■ Ketentuan Tugas a ■
Sunting semua entri di bawah dengan mengganti "chevrolet corvette" menjadi "ford mustang" dan biarkan bagian lainnya tetap sama. Gambarnya tidak perlu dimasukkan dalam jawaban.

■ Bacaan yang Disediakan ■
Transformasi Investasi, Arahkan ke Sektor Berorientasi Ekspor
Forum Ekonomi Dunia menyebutkan, negara-negara perlu mengatur ulang strategi perekonomian pascapandemi. Strategi diarahkan untuk transformasi berkelanjutan.
Oleh
Agnes Theodora
·4 menit baca
JAKARTA, KOMPAS — Kinerja impor yang meningkat mesti diimbangi dengan kenaikan ekspor lebih tinggi. Untuk menjaga agar neraca perdagangan tetap sehat, investasi sebaiknya diarahkan pada sektor berorientasi ekspor yang bernilai tambah dan berdaya saing.
Kinerja ekspor mulai membaik setelah perekonomian di beberapa negara mitra dagang utama kembali bergerak. Menurut data Badan Pusat Statistik (BPS), kinerja ekspor pada November 2020 tertinggi sejak awal tahun ini, yakni 15,275 miliar dollar AS. Nilai itu naik 6,36 persen dari Oktober 2020 dan naik 9,54 persen dari November 2019.
Direktur Eksekutif Center of Reform on Economics (Core) Indonesia Mohammad Faisal, Rabu (16/12/2020), mengatakan, peluang ekspor harus ditanggapi Indonesia dengan strategi komprehensif. Kinerja ekspor tidak bisa berjalan sendiri, tetapi perlu didukung investasi yang tepat.
Oleh karena itu, target pemerintah meningkatkan investasi pada 2021 tidak bisa hanya berpatokan pada kuantitas atau nilai investasi. Selama ini, investor yang masuk kerap hanya menyasar potensi pasar domestik Indonesia yang besar. Nantinya, investasi harus membawa efek berganda yang turut menggerakkan kinerja ekspor dan menciptakan lapangan kerja.

■ Entri yang Diberikan ■
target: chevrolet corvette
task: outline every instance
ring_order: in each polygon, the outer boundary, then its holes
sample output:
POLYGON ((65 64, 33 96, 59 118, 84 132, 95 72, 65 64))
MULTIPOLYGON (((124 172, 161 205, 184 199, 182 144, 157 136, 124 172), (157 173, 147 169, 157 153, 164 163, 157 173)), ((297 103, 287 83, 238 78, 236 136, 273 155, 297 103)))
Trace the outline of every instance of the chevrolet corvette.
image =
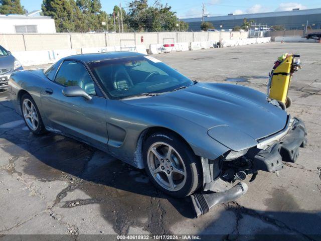
POLYGON ((137 53, 69 56, 15 72, 9 84, 30 132, 70 137, 144 168, 177 197, 277 172, 306 142, 304 123, 265 94, 193 81, 137 53))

■ Ketentuan Tugas b ■
Salin dengan tepat bagian dari bacaan tentang investasi dan ekspor di atas, mulai dari "Oleh karena itu, target" dan terus hingga "menciptakan lapangan kerja.".

■ Penyelesaian a ■
target: ford mustang
task: outline every instance
ring_order: in each polygon, the outer boundary, then its holes
sample output:
POLYGON ((65 64, 33 96, 59 118, 84 132, 95 72, 65 64))
MULTIPOLYGON (((124 172, 161 205, 184 199, 182 144, 157 136, 124 172), (157 173, 147 169, 157 153, 164 163, 157 173)), ((297 103, 287 83, 238 78, 236 136, 273 155, 297 103)))
Trace the outline of every instance of the ford mustang.
image =
POLYGON ((137 53, 69 56, 15 72, 9 84, 30 132, 70 137, 144 168, 177 197, 277 172, 306 142, 304 123, 265 94, 193 81, 137 53))

■ Penyelesaian b ■
Oleh karena itu, target pemerintah meningkatkan investasi pada 2021 tidak bisa hanya berpatokan pada kuantitas atau nilai investasi. Selama ini, investor yang masuk kerap hanya menyasar potensi pasar domestik Indonesia yang besar. Nantinya, investasi harus membawa efek berganda yang turut menggerakkan kinerja ekspor dan menciptakan lapangan kerja.